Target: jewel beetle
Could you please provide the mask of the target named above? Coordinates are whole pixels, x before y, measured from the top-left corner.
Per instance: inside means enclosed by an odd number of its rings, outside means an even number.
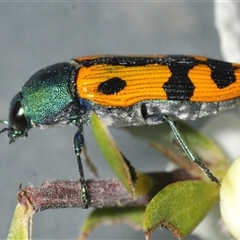
[[[240,101],[240,65],[184,55],[88,56],[53,64],[35,73],[10,104],[10,143],[33,127],[74,125],[84,208],[88,191],[80,153],[83,124],[94,111],[115,127],[167,122],[182,149],[211,181],[218,179],[182,139],[176,120],[195,120],[228,110]]]

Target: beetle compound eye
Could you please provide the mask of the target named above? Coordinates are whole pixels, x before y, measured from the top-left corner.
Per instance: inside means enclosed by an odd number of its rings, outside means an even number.
[[[27,120],[24,117],[23,108],[20,101],[16,101],[10,109],[9,124],[18,131],[27,130]]]

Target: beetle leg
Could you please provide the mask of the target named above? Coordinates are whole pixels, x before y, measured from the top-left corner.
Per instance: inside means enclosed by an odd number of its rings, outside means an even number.
[[[76,132],[73,140],[73,147],[75,154],[77,156],[77,162],[78,162],[78,170],[80,175],[80,184],[81,184],[81,195],[82,195],[82,202],[83,202],[83,208],[88,208],[88,190],[87,190],[87,184],[84,178],[84,172],[83,172],[83,166],[82,166],[82,160],[81,160],[81,151],[83,149],[84,144],[84,138],[83,138],[83,128],[82,126],[79,127],[78,131]]]
[[[200,160],[198,160],[195,155],[191,152],[191,150],[188,148],[187,144],[185,143],[185,141],[183,140],[180,132],[178,131],[177,127],[175,126],[174,122],[171,120],[171,118],[169,118],[168,116],[164,115],[164,119],[165,121],[169,124],[169,126],[171,127],[174,136],[176,137],[177,141],[179,142],[181,148],[183,149],[183,151],[186,153],[186,155],[188,156],[188,158],[196,163],[203,171],[204,173],[207,175],[207,177],[212,181],[217,183],[218,185],[220,185],[218,179],[212,174],[212,172],[208,169],[208,167]]]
---+---
- **Short task**:
Write out all of the lines above word for word, leaving out the picture.

- **Complete response**:
Target: jewel beetle
Could you please provide the mask of the target named above? Coordinates are whole pixels, x before y, measured from the top-left corner.
Per instance: inside means enclosed by an odd number of its rings, outside means an even number.
[[[240,101],[240,65],[184,55],[88,56],[53,64],[35,73],[10,104],[10,143],[33,127],[74,125],[84,208],[88,191],[80,153],[83,124],[94,111],[115,127],[167,122],[182,149],[211,181],[218,179],[182,139],[176,120],[195,120],[228,110]]]

Target: beetle compound eye
Could you please provide the mask of the target named above? Coordinates are whole pixels, x before y, measured from the top-left corner.
Per instance: inside means enclosed by an odd number of its rings, outside means an even number.
[[[27,120],[24,117],[23,108],[20,101],[16,101],[10,109],[9,124],[18,131],[27,130]]]

Target: beetle leg
Could you please provide the mask of the target named above? Coordinates are whole pixels, x before y, measured from the top-left corner.
Per instance: inside means enclosed by an odd number of its rings, outside means an even number.
[[[76,132],[73,140],[73,147],[75,154],[77,156],[77,162],[78,162],[78,170],[80,175],[80,184],[81,184],[81,195],[82,195],[82,202],[83,202],[83,208],[88,208],[88,190],[87,190],[87,184],[84,178],[84,172],[83,172],[83,166],[82,166],[82,160],[81,160],[81,151],[83,149],[84,144],[84,138],[83,138],[83,128],[82,126],[79,127],[78,131]]]
[[[200,160],[198,160],[195,155],[191,152],[191,150],[188,148],[187,144],[185,143],[185,141],[183,140],[180,132],[178,131],[177,127],[175,126],[174,122],[171,120],[171,118],[169,118],[168,116],[164,115],[164,119],[165,121],[169,124],[169,126],[171,127],[174,136],[176,137],[177,141],[179,142],[181,148],[183,149],[183,151],[186,153],[186,155],[188,156],[188,158],[196,163],[203,171],[204,173],[207,175],[207,177],[212,181],[217,183],[218,185],[220,185],[218,179],[212,174],[212,172],[208,169],[208,167]]]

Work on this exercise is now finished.